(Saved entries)
┌────────

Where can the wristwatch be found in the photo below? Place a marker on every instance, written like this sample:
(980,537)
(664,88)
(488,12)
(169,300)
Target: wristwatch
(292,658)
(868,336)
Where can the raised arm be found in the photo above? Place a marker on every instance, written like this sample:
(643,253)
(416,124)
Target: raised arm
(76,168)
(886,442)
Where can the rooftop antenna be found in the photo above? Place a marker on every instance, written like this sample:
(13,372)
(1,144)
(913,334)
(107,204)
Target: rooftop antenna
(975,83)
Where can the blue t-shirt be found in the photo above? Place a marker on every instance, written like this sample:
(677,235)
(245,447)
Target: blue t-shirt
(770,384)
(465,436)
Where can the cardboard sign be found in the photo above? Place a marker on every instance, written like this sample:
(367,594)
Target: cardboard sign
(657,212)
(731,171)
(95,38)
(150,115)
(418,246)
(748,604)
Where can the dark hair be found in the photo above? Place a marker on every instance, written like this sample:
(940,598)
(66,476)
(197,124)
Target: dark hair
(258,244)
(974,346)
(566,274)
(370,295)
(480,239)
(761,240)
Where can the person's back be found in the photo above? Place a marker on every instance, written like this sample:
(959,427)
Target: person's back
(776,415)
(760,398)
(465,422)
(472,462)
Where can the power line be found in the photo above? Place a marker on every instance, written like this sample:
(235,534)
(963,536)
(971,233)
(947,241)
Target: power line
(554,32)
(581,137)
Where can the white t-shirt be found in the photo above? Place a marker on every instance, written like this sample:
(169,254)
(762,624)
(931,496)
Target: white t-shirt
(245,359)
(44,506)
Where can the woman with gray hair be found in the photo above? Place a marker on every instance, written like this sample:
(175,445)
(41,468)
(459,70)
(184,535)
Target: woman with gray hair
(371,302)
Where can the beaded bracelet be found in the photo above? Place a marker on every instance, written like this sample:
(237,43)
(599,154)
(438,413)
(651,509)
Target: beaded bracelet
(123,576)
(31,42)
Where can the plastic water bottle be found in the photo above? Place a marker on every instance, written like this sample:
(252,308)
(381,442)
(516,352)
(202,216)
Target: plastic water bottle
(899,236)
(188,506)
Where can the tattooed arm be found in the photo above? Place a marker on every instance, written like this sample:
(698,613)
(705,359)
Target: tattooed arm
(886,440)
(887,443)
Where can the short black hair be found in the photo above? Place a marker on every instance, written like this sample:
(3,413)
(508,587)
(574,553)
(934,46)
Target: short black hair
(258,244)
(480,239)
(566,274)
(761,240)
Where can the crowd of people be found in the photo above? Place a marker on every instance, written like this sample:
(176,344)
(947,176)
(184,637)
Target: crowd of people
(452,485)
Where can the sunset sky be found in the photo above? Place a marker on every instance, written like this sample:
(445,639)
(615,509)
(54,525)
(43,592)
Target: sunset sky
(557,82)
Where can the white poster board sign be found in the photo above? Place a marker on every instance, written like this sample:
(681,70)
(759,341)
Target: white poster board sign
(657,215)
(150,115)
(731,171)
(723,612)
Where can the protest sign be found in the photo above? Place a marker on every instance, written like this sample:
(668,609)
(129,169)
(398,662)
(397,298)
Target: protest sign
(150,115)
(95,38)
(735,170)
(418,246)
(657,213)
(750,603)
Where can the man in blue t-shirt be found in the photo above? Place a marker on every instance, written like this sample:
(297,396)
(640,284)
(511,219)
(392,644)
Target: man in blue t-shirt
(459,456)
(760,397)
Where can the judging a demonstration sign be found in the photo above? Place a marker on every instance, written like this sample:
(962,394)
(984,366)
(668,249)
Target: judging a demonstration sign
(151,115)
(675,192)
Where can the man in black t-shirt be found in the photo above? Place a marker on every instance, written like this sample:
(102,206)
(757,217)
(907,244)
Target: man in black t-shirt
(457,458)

└────────

## TASK REQUIREMENTS
Take the records and restate them word for word.

## SOLUTION TO THE EXERCISE
Where can the wristwatch be found in the photo below? Place a marker on every instance, written like this sample:
(980,537)
(664,88)
(488,12)
(169,300)
Target: wristwatch
(292,658)
(868,336)
Where can the raised arm be found in the photo above? Place a marker on every instance, written like this sample:
(643,253)
(416,124)
Target: raised arm
(76,168)
(886,442)
Where can the rooftop antenna be found in the photo above? Place a marker on every instance, written like this sample:
(13,372)
(1,144)
(913,334)
(107,204)
Target: rooftop antenna
(975,83)
Where can the blue t-shirt be found in the photo above? Place a marker on every instance, written like this sample:
(677,235)
(245,447)
Target: blue t-shirt
(770,384)
(465,436)
Where can the cardboard sign be found in the photo above? Place a marker on every instance, written like this sample:
(367,594)
Target: cardboard sign
(657,212)
(731,171)
(95,38)
(150,115)
(418,246)
(748,604)
Where can the dark hair be found in the photo above? Place a marker on every instance, written like this sample:
(940,598)
(66,476)
(197,124)
Target: dark hair
(258,244)
(974,346)
(566,274)
(370,295)
(480,239)
(761,240)
Where can the person's back be found in the photo above? Place a marker on every instance, written like this sample:
(959,427)
Target: person's back
(776,415)
(760,398)
(465,422)
(472,462)
Where can the power line be found in the photo above? Place a marker on every instance, written like this sample:
(235,534)
(963,536)
(971,233)
(947,241)
Target: power line
(554,32)
(581,137)
Where can the white t-shirt be found in the photo above? Place a marker on every instance, written like this sample:
(169,254)
(762,624)
(931,496)
Target: white t-shirt
(245,359)
(44,506)
Where can the woman with gray hair be found in the photo above? Place a marker on every instance, written like this sample:
(175,445)
(41,468)
(459,70)
(184,535)
Target: woman with gray hair
(371,302)
Where can the beaded bracelet be found in the photo above? Place a marker on every instance, written like this sample:
(237,43)
(599,154)
(438,413)
(651,509)
Target: beaded bracelet
(123,576)
(31,42)
Where can the plastic water bottle be found in the photo above? Place a marker on every instance, written like this sample:
(252,308)
(381,442)
(516,352)
(202,216)
Target: plastic water bottle
(899,236)
(188,506)
Where can the tattooed arm be found in the photo above? Place a marker on every instance, written like this sample:
(698,613)
(705,359)
Target: tattooed arm
(886,440)
(887,443)
Where can the short black hair be found in the photo above? Place a marker on every instance, written like this sample:
(3,413)
(508,587)
(574,553)
(934,46)
Target: short black hair
(258,244)
(480,239)
(566,274)
(761,240)
Where can the crowd of people be found in the photo above? Place a marker on every instance, written like this sample:
(176,344)
(947,176)
(184,637)
Target: crowd of people
(452,485)
Where can the sunset sky be found in the photo above? Place a marker on every instance, written like this sample:
(445,639)
(615,509)
(54,525)
(43,592)
Target: sunset sky
(557,82)
Where can the white poster board sign be found in the photo above? Place a marker on every instance, written like this sample:
(681,70)
(759,341)
Target: white poster board sign
(657,215)
(150,115)
(731,171)
(723,612)
Where can the protest sign be found in the photo above? Place a marker on every instance, written like this sample:
(668,609)
(129,169)
(398,662)
(397,298)
Target: protest sign
(150,115)
(95,38)
(735,170)
(418,246)
(657,213)
(750,603)
Where can the man in blue t-shirt be found in the photo above? Place a marker on every instance, written like this sample:
(297,396)
(640,284)
(511,219)
(392,644)
Target: man in blue t-shirt
(459,456)
(760,397)
Where can the judging a demonstration sign be found in the photo above? Place a marker on every instance, written like this sample:
(962,394)
(984,366)
(668,249)
Target: judging a demonstration sign
(151,115)
(675,192)
Where can the man in black t-shirt be found in the photo above? Place a marker on every instance, written like this sample:
(102,206)
(757,217)
(907,244)
Target: man in black t-shirt
(457,458)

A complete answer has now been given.